## Input for this task

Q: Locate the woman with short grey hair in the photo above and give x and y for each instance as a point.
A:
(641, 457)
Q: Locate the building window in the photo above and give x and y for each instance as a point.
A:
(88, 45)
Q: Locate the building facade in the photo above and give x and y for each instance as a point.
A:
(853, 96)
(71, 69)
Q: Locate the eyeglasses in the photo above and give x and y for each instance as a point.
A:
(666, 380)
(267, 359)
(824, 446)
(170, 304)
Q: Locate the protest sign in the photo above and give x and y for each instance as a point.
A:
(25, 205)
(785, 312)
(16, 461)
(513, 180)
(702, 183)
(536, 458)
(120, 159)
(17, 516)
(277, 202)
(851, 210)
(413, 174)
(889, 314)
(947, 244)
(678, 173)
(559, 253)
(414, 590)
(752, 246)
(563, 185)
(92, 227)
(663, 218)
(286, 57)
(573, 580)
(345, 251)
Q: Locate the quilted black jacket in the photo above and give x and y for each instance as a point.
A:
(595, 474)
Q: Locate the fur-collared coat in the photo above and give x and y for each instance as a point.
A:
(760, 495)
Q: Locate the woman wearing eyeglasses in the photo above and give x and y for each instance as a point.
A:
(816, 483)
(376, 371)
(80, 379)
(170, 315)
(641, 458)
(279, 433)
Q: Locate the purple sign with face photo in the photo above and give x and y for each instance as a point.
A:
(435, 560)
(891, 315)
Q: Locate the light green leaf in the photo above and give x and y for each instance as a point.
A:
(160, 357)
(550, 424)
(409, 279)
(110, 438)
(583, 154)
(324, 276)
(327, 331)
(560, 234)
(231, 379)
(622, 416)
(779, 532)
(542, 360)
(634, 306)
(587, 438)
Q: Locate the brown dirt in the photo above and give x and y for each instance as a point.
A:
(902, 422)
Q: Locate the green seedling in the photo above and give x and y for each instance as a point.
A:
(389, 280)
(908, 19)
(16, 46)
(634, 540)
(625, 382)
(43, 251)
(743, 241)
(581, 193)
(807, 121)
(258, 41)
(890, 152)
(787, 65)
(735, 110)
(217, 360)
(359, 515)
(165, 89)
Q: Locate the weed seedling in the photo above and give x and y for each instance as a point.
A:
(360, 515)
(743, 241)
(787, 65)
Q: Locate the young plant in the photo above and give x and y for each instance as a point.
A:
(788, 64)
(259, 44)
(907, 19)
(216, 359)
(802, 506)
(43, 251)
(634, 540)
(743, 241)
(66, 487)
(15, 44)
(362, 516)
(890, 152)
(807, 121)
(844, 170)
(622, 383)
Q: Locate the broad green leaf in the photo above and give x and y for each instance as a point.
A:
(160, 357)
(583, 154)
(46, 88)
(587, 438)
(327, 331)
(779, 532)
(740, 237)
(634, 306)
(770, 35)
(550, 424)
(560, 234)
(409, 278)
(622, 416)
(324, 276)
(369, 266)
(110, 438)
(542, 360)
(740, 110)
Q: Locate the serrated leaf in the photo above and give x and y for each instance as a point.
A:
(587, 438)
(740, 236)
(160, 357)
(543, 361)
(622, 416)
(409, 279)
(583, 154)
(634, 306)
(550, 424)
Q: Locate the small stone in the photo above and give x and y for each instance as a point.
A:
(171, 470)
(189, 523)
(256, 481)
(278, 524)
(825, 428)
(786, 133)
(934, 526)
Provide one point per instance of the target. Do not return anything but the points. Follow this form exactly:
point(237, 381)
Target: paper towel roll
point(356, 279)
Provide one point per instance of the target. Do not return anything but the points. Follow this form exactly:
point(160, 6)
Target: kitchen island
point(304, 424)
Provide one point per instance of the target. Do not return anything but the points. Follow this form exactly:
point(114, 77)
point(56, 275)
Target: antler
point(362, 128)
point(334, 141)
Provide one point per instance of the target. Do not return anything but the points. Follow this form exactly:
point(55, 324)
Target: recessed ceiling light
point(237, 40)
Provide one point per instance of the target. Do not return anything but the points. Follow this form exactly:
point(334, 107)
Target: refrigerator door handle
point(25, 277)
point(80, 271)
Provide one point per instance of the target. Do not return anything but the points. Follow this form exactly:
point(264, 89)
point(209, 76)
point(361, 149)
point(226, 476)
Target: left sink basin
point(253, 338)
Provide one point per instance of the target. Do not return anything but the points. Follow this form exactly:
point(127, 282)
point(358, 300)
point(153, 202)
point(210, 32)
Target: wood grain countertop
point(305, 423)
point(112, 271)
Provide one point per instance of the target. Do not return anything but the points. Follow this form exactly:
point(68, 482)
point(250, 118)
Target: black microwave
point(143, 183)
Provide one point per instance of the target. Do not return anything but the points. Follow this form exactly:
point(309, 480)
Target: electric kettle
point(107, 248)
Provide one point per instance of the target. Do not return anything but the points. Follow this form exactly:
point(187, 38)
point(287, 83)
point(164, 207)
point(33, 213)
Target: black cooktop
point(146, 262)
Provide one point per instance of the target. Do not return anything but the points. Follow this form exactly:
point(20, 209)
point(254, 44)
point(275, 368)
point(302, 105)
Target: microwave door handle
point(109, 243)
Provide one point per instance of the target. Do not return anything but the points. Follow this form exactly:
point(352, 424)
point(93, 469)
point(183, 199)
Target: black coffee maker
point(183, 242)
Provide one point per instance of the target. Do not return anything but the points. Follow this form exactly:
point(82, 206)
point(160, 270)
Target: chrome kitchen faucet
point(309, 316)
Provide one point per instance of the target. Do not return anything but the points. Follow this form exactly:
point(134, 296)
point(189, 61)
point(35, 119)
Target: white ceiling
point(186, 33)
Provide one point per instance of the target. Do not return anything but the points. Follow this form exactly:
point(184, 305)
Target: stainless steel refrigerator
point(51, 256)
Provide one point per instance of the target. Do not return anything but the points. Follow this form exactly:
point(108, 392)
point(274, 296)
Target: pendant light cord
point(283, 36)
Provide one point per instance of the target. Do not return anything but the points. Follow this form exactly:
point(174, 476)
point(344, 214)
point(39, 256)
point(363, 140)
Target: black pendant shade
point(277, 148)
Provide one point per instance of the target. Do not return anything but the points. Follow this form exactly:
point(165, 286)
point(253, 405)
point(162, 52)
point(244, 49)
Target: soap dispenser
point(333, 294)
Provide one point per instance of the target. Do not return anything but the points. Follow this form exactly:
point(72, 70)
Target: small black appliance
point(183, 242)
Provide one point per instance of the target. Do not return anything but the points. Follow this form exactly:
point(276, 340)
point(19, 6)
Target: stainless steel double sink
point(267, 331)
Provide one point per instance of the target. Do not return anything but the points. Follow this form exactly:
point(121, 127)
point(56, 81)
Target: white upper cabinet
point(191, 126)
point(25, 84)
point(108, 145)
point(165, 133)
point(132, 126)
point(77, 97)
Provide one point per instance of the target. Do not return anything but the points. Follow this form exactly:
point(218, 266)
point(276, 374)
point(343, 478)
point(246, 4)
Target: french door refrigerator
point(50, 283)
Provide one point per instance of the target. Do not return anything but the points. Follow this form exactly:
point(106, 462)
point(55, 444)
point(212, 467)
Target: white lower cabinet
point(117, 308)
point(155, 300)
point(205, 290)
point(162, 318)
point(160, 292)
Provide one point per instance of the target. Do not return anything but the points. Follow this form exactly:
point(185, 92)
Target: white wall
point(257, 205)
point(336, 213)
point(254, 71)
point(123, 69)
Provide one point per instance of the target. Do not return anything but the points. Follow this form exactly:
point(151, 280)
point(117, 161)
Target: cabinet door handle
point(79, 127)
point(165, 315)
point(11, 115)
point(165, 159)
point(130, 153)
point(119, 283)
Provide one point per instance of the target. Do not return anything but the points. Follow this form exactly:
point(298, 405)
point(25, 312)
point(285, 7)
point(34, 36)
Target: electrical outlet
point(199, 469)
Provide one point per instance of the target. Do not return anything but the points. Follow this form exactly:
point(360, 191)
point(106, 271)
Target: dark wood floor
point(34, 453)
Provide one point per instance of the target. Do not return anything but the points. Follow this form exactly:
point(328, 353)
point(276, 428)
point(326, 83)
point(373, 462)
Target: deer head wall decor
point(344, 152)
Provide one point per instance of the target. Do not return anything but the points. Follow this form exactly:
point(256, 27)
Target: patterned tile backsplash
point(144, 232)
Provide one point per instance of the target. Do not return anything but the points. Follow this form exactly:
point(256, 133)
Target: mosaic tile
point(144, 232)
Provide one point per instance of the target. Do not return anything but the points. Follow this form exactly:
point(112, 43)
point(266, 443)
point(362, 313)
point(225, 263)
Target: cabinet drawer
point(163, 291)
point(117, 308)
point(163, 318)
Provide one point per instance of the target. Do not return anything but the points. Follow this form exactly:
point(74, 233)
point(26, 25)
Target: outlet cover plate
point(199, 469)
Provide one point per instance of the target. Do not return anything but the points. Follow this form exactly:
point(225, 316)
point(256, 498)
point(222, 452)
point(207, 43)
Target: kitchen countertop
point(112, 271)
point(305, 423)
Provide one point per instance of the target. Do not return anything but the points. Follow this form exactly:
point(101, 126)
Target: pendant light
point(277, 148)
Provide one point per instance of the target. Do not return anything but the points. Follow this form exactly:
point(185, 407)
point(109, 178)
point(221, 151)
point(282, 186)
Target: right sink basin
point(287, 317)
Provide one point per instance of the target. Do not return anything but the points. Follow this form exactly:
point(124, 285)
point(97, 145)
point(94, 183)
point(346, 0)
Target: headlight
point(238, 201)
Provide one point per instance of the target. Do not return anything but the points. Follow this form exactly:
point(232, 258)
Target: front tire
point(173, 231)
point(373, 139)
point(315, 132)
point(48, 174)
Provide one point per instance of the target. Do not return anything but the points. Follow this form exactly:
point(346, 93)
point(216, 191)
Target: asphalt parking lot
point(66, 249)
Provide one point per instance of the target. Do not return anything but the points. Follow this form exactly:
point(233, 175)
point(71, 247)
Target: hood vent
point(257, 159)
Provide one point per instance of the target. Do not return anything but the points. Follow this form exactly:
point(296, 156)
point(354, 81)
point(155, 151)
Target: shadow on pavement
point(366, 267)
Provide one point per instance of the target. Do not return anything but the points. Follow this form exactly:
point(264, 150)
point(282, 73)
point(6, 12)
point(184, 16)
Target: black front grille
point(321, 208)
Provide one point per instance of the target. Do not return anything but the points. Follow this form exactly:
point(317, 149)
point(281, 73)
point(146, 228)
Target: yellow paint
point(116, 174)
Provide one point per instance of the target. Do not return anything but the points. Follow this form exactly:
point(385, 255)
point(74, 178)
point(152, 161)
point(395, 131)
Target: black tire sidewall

## Task requirements
Quote, without any change, each line from the one that contains "Target: shadow on pavement" through the end of the material.

## Completed exercise
Target: shadow on pavement
point(366, 267)
Provide one point per instance of the target. Do not return anything but the points. Follow this form exactly:
point(264, 150)
point(282, 73)
point(6, 12)
point(184, 16)
Target: black front grille
point(321, 208)
Provide one point per instance of the target. Do not return anything but the points. Follow this form exactly:
point(317, 149)
point(281, 73)
point(146, 228)
Target: yellow paint
point(116, 174)
Provide one point per instance of the target. Do not return anything but the points. Follow this form exactly:
point(385, 255)
point(74, 178)
point(152, 161)
point(395, 131)
Target: black tire sidewall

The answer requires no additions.